++++ MATERIAL FOR THE TASK

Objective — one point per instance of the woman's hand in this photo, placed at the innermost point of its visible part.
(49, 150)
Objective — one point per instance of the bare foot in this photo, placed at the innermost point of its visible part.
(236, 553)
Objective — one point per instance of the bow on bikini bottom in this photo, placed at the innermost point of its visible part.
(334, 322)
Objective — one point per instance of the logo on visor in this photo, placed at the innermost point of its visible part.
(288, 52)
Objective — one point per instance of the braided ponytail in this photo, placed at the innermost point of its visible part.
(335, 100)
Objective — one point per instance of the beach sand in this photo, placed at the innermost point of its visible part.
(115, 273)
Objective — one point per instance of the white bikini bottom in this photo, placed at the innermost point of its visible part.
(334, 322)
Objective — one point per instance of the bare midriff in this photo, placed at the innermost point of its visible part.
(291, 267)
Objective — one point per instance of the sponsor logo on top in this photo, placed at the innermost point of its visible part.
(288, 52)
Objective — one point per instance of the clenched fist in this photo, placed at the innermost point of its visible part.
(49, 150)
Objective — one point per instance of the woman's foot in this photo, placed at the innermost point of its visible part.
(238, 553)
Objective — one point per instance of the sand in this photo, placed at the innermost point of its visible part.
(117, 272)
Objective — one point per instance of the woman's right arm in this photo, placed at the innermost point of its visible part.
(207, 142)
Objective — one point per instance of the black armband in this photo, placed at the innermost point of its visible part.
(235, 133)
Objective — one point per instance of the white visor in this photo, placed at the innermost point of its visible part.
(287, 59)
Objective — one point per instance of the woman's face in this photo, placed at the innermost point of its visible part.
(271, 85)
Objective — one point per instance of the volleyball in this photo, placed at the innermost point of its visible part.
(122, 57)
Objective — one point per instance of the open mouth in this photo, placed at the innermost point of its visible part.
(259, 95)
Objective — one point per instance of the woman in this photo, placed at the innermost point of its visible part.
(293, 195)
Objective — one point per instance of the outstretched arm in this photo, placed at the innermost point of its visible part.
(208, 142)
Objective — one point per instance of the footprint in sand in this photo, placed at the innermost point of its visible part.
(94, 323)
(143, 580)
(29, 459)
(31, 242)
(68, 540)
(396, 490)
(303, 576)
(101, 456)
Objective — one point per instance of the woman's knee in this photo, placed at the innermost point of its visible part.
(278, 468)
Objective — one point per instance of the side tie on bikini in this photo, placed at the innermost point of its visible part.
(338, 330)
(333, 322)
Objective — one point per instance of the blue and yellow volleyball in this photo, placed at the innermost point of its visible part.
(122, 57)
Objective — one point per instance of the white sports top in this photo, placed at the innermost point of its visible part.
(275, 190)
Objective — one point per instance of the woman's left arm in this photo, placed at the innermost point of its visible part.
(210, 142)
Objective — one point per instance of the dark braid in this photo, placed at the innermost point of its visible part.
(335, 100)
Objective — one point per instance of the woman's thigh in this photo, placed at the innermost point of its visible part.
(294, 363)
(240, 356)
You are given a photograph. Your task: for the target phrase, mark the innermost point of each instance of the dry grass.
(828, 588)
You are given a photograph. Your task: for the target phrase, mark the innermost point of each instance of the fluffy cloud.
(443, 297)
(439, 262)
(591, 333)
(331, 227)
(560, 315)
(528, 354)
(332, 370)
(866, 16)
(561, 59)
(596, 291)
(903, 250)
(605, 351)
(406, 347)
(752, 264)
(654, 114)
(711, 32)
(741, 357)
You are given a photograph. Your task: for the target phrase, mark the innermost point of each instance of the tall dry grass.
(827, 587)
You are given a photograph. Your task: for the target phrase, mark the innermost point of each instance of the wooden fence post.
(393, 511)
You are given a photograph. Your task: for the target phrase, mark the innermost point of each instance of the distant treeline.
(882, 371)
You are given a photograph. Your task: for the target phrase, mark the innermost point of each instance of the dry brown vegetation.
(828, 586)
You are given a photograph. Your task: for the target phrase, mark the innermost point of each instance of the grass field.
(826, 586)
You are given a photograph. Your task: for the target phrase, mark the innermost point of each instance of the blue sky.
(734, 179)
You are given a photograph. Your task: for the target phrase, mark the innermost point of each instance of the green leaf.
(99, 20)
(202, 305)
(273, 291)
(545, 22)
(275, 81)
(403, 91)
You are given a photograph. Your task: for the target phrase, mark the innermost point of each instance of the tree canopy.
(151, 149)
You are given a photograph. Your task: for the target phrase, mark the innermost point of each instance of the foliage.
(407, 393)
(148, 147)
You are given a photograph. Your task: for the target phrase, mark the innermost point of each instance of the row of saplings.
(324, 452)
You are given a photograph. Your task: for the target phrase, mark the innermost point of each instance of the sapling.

++++++++

WORK INSTRUCTIONS: Could the data above be set down exactly, in full?

SOLUTION FOR THIS EXERCISE:
Objective — one point per instance of the woman's hand in this photo, placed at the innermost point of its visible part.
(49, 150)
Objective — one point per instance of the bare foot in this photo, placed at the innermost point of its visible part.
(236, 553)
Objective — one point per instance of the bow on bikini bottom in this photo, placed at the innermost point of its visible part.
(334, 322)
Objective — one point per instance of the logo on visor in this photo, placed at the innermost point of its visible part.
(288, 52)
Objective — one point per instance of the braided ponytail in this photo, placed at the innermost point of its visible part.
(335, 100)
Objective — one point per instance of the beach sand in this photo, placed at the innermost point of its visible part.
(115, 273)
Objective — one point per instance of the white bikini bottom in this photo, placed at the innermost point of its visible part.
(334, 322)
Objective — one point per instance of the bare midriff in this photo, placed at the innermost point of its visible part.
(291, 267)
Objective — one point per instance of the sponsor logo on top in this photo, placed at the innermost point of its visible part.
(288, 52)
Objective — one point per instance of the clenched fist in this photo, placed at the innermost point of its visible part.
(49, 150)
Objective — one point per instance of the woman's foot in this photo, placed at the innermost point of its visible part.
(238, 553)
Objective — one point per instance of the sand in this photo, placed at the innermost point of its visible part.
(117, 272)
Objective — one point per instance of the woman's right arm in this photo, placed at the innermost point of its visible part.
(207, 142)
Objective — one point per instance of the black armband in this photo, placed at the innermost point of its visible part.
(235, 133)
Objective — one point per instance of the white visor in this photo, placed at the innermost point of its visible part.
(287, 59)
Objective — one point per instance of the woman's face in this photo, placed at the innermost point of its visible part.
(271, 85)
Objective — one point per instance of the volleyball in this photo, placed at the innermost point of its visible part.
(122, 57)
Objective — one point per instance of the open mouth in this photo, placed at the innermost point of its visible part.
(259, 95)
Objective — one point per instance of the woman in this photo, placed at the innermost point of its visible part.
(293, 195)
Objective — one point per instance of the outstretched arm in this photo, placed at the innermost point of its visible part.
(208, 142)
Objective — one point per instance of the footprint in sand in this photo, placed at the innermost point of its visible part.
(94, 323)
(143, 580)
(29, 459)
(31, 242)
(68, 540)
(396, 490)
(303, 576)
(101, 456)
Objective — one point per instance of the woman's knee in this photo, placed at the innermost point of its visible part.
(278, 468)
Objective — one point per instance of the side tie on bikini in this photo, placed at the innermost point of its visible part.
(338, 330)
(333, 322)
Objective — one point per instance of the blue and yellow volleyball in this photo, placed at the innermost point of its visible part.
(122, 57)
Objective — one point per instance of the white sports top in this photo, placed at the innermost point of its visible part.
(275, 190)
Objective — one point per instance of the woman's left arm in this photo, placed at the innermost point of its visible part.
(210, 142)
Objective — one point per instance of the dark braid in this photo, placed at the innermost point of its visible part.
(335, 100)
Objective — one point per instance of the woman's thigh in this photo, placed at the innermost point of its visible part.
(294, 363)
(240, 356)
You are given a photograph. Your task: for the target phrase, mark the innermost point of each instance of the dry grass.
(828, 588)
You are given a photograph. Your task: for the target phrase, mark the innermost point of each instance of the fluffy cloud.
(443, 297)
(439, 262)
(591, 333)
(331, 227)
(560, 315)
(528, 354)
(332, 370)
(866, 16)
(561, 59)
(596, 291)
(903, 250)
(605, 351)
(406, 347)
(752, 264)
(654, 114)
(711, 32)
(741, 357)
You are given a photograph. Your task: for the target phrase, mark the innermost point of each instance of the tall dry grass.
(827, 587)
You are given a photograph. Your task: for the target phrase, mark the innermost point of each instance of the wooden fence post.
(393, 511)
You are given a photograph. Your task: for the target phrase, mark the innermost point of each instance of the distant treeline.
(882, 371)
You are given a photograph. Your task: for the target phrase, mark the innermost point of each instance of the dry brown vegetation.
(828, 586)
You are given a photograph. Your task: for the target phrase, mark the innermost point of each instance of the grass field.
(826, 586)
You are given a photograph. Your task: for the target phrase, mark the innermost point of each instance of the blue sky.
(734, 179)
You are given a photograph. Your task: for the target phrase, mark the innermost point of each instance of the green leaf.
(99, 20)
(202, 305)
(273, 291)
(545, 22)
(275, 81)
(403, 91)
You are given a photograph. Your task: for the target phrase, mark the innermost point of each instance of the tree canopy.
(151, 149)
You are given a photograph. Your task: for the target phrase, mark the innermost point of each instance of the foliage.
(407, 393)
(148, 147)
You are given a photograph. Your task: for the target phrase, mark the innermost point of each instance of the row of saplings.
(324, 452)
You are given a photograph. Your task: for the target phrase, mark the innermost point of each instance of the sapling.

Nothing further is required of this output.